» **Selected extract**
________

The evidence does show that when the objection was urged to Willard’s title that George Boggs had an interest in the property, Winston did not deny it, and he encouraged Fitch in making an effort to obtain it. It also shows, however, that he expressly disclaimed any authority to incur expense on behalf of Willard on that account, and it is not pretended that any definite agreement was made giving Fitch time to obtain that title. Indeed, it is very certain that Winston had no authority to make such an agreement, and this Fitch is chargeable with knowing, for he had seen the letters from Willard to James Boggs, dated Hov. 18, 1867, and from Willard to Blodgett and Winston, dated Dec. 10, 1867, which contained all the authority with which he was vested. These letters show, as plainly as did the letter in Baxter v. Lamont, 60 Ill. 237, that only a present sale, or, at least, one to be consummated within a reasonable time, was contemplated. The position assumed by counsel, that Winston was a general agent, having full power to use his discretion in regard to the sale, is not sustained by the evidence. It clearly appears, that both before and subsequent to the sale he disclaimed any such power, in conversations with Fitch and his agents. He was, generally, the attorney at law representing Willard in such matters as required the attention of an attorney at law, but in respect to the sale and management of property he only acted when specially empowered to do so.

________

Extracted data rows
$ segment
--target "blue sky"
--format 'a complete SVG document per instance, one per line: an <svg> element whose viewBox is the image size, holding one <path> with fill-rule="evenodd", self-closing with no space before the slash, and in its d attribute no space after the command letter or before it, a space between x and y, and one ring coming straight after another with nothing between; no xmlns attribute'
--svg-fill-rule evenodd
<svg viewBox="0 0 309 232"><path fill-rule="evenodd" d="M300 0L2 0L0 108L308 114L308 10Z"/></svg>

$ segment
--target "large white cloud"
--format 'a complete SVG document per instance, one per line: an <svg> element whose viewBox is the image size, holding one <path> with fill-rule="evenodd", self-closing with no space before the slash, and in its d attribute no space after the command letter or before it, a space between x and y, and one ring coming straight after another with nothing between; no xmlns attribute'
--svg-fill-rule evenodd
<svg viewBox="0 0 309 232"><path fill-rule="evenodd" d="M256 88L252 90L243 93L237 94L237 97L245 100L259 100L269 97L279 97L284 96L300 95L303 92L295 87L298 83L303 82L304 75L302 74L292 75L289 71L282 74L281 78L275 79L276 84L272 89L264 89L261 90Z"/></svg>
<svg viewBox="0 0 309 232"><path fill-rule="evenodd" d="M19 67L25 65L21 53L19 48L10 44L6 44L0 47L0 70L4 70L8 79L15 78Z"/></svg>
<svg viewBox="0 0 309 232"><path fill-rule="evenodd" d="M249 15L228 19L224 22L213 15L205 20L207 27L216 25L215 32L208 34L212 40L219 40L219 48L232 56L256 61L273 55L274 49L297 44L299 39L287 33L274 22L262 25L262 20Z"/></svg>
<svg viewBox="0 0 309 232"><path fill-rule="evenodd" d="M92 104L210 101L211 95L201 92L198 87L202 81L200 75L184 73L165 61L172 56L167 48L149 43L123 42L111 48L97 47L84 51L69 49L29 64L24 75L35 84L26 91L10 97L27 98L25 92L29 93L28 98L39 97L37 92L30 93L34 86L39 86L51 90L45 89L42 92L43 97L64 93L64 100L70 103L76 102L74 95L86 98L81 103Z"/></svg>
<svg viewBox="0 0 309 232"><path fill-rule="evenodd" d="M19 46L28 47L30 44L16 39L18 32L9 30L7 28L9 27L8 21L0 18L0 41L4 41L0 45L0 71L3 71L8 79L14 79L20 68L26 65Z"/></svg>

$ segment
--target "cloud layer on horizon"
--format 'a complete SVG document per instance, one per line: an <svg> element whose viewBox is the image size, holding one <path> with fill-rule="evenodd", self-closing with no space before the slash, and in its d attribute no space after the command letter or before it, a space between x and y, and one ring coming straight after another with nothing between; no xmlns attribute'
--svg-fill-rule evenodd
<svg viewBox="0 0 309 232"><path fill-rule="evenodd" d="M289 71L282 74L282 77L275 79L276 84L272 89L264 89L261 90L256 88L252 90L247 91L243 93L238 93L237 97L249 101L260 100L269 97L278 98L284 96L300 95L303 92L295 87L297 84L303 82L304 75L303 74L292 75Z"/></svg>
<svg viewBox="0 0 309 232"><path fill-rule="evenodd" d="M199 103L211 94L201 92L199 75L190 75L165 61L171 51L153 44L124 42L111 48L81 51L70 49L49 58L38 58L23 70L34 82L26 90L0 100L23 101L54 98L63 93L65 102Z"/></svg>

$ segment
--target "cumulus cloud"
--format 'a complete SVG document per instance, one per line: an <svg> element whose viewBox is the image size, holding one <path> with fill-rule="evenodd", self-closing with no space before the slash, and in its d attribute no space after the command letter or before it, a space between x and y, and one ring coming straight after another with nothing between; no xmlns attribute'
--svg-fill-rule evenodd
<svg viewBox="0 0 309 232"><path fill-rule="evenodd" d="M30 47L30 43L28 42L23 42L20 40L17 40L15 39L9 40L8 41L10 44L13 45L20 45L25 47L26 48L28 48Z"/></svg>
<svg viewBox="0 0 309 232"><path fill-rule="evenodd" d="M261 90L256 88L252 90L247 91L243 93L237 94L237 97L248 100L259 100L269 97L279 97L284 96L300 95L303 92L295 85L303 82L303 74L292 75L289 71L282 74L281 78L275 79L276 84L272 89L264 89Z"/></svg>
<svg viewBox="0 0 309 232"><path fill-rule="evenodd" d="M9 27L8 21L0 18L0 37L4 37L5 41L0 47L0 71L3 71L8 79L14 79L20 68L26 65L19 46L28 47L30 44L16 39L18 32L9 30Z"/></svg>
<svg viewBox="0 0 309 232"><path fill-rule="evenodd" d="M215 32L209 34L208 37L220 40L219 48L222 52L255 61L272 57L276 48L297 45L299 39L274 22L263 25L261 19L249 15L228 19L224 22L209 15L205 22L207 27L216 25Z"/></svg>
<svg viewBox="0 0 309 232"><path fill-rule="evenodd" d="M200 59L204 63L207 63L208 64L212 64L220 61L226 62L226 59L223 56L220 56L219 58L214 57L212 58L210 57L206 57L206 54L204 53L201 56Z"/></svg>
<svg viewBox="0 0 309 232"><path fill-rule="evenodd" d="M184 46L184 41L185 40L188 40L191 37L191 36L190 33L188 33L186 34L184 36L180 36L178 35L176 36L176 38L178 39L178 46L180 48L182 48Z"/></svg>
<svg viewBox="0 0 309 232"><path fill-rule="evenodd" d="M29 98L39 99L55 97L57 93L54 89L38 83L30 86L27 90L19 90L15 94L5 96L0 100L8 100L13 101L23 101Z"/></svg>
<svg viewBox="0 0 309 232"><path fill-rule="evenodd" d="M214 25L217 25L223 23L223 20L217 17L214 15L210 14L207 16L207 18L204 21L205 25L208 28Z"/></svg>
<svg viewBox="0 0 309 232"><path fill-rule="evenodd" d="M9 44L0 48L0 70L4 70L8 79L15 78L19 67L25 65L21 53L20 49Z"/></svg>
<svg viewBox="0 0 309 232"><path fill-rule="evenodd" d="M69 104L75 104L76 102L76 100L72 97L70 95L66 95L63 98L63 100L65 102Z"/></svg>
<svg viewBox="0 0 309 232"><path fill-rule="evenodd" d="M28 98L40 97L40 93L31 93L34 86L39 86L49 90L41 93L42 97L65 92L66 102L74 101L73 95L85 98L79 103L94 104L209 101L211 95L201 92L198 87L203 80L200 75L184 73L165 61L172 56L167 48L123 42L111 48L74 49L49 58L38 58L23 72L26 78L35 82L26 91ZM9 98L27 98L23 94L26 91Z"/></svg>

________

» **Set task 1**
In the passage about the sale of Willard's property, why is Fitch chargeable with knowing that Winston had no authority to give him time to obtain the title? Answer in one to three sentences.
» **Set task 2**
Copy the rows from the first one up to and including the line with "0L2 0L0 108L308", replacing "blue sky" with "clear sky" and leaving everything else unchanged. Give only those lines.
The text and the rows have no connection to each other.

» **Exercise output 1**
Fitch had seen Willard's letters to James Boggs and to Blodgett and Winston. Those letters contained all the authority Winston was vested with.

» **Exercise output 2**
$ segment
--target "clear sky"
--format 'a complete SVG document per instance, one per line: an <svg> element whose viewBox is the image size, holding one <path> with fill-rule="evenodd", self-closing with no space before the slash, and in its d attribute no space after the command letter or before it, a space between x and y, and one ring coming straight after another with nothing between; no xmlns attribute'
--svg-fill-rule evenodd
<svg viewBox="0 0 309 232"><path fill-rule="evenodd" d="M300 0L2 0L0 108L308 114L308 10Z"/></svg>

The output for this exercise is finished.